* **PASSAGE SHOWN**
The Government has just passed a resolution to approve the Plan to implement the policy of handling the Shipbuilding Industry Corporation (SBIC).
According to this plan, the parent company SBIC and 7 subsidiaries (Shipbuilding LLCs: Ha Long, Pha Rung, Bach Dang, Thinh Long, Cam Ranh; Saigon Shipbuilding Industry LLC; Saigon Shipbuilding and Maritime Industry LLC) are required to urgently review and complete documents and procedures according to legal regulations to submit a request to open bankruptcy proceedings.
Expected implementation time from Q1/2024.
Regarding Song Cam Shipbuilding Joint Stock Company, the Government requests the recovery of the capital contribution of the parent company - SBIC, Bach Dang Shipbuilding One Member LLC at Song Cam Shipbuilding Joint Stock Company during the bankruptcy process of the parent company - SBIC, Bach Dang Shipbuilding One Member LLC according to the procedures of the Bankruptcy Law, legal regulations on the transfer of state capital and other relevant legal regulations.

* **GIVEN TASK**
From the passage on the shipbuilding corporation, reproduce the wording from "According to this" to "open bankruptcy proceedings." word for word.

* **EXTRACTED INFORMATION**
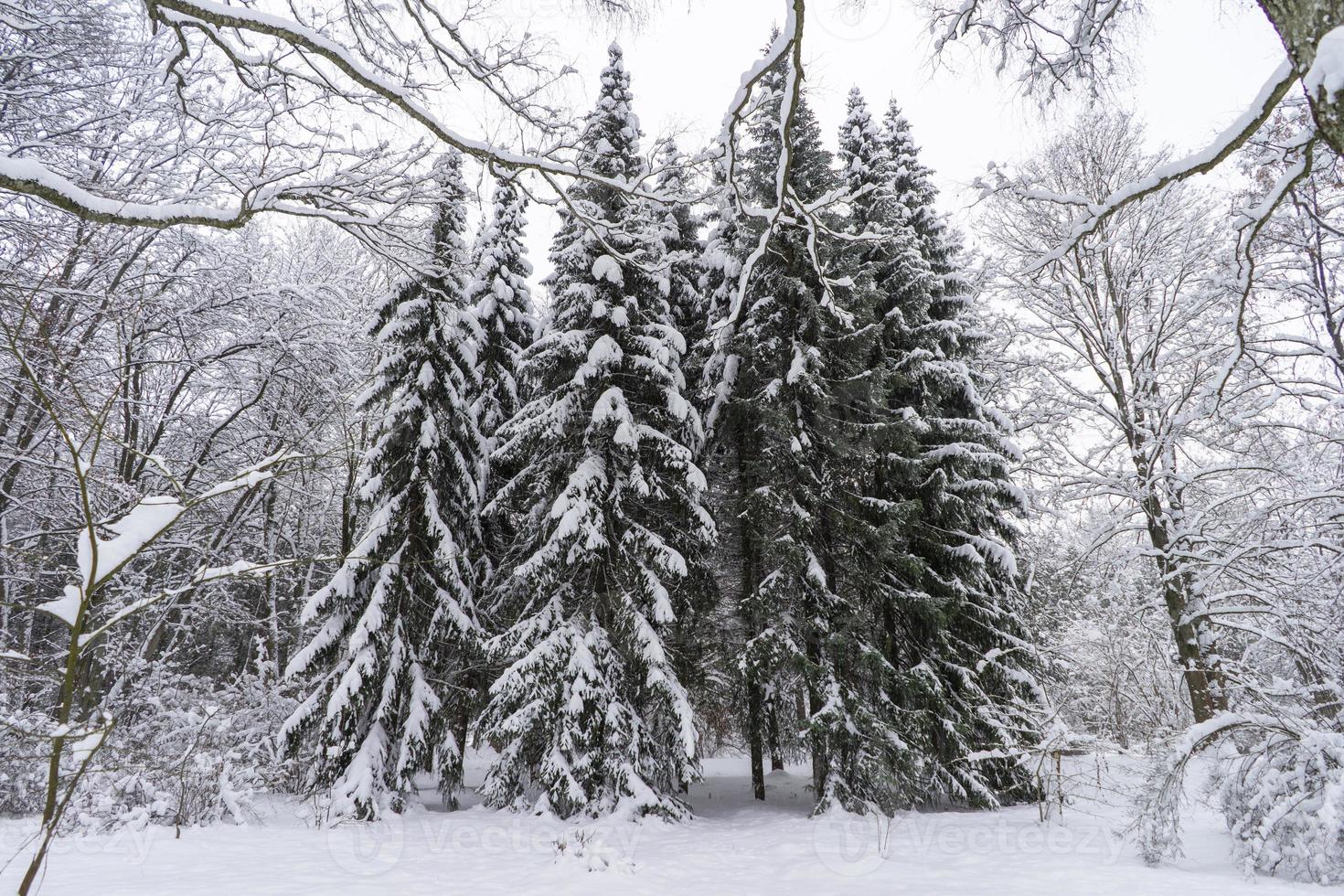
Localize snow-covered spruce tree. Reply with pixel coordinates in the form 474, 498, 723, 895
283, 153, 483, 819
841, 91, 1035, 805
707, 52, 899, 811
481, 46, 714, 816
468, 175, 537, 581
656, 140, 709, 365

* **FINISHED ANSWER**
According to this plan, the parent company SBIC and 7 subsidiaries (Shipbuilding LLCs: Ha Long, Pha Rung, Bach Dang, Thinh Long, Cam Ranh; Saigon Shipbuilding Industry LLC; Saigon Shipbuilding and Maritime Industry LLC) are required to urgently review and complete documents and procedures according to legal regulations to submit a request to open bankruptcy proceedings.